AUFGABENSTELLUNG: Geben Sie an, in wie vielen der Zeilen unten das Wort „hillside“ vorkommt. Nennen Sie nur die Zahl.

====== DATENTEIL

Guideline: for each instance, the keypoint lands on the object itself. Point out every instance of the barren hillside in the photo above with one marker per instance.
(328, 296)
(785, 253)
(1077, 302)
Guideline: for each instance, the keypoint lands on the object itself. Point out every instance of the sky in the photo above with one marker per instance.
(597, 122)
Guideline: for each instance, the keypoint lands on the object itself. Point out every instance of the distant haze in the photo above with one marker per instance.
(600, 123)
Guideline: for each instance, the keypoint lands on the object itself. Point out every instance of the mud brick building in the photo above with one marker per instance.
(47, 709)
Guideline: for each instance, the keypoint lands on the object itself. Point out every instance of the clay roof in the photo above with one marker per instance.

============
====== DATENTEIL

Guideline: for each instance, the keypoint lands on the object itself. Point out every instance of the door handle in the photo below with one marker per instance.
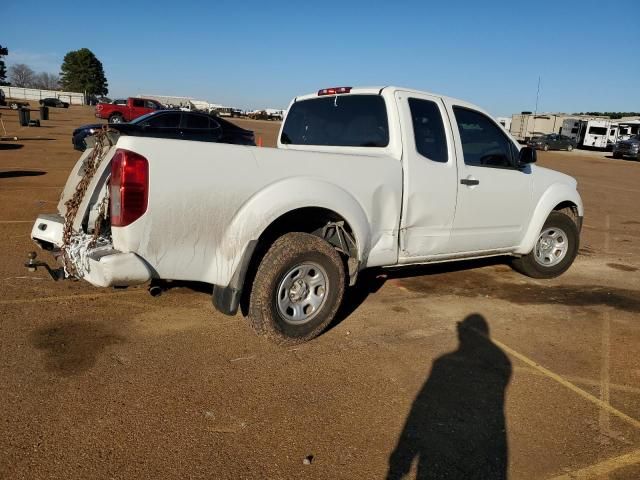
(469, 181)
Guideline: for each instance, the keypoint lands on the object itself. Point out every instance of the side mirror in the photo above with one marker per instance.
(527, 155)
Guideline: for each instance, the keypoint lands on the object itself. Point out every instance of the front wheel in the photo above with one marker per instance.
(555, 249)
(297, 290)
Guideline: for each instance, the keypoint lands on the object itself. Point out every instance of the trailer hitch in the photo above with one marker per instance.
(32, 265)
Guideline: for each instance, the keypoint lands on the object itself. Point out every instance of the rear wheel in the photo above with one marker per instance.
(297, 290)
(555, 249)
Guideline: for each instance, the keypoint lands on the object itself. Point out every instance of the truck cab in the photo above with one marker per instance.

============
====== DATENTEIL

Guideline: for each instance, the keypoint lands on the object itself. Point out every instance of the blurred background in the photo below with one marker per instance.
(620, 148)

============

LÖSUNG DER AUFGABE: 1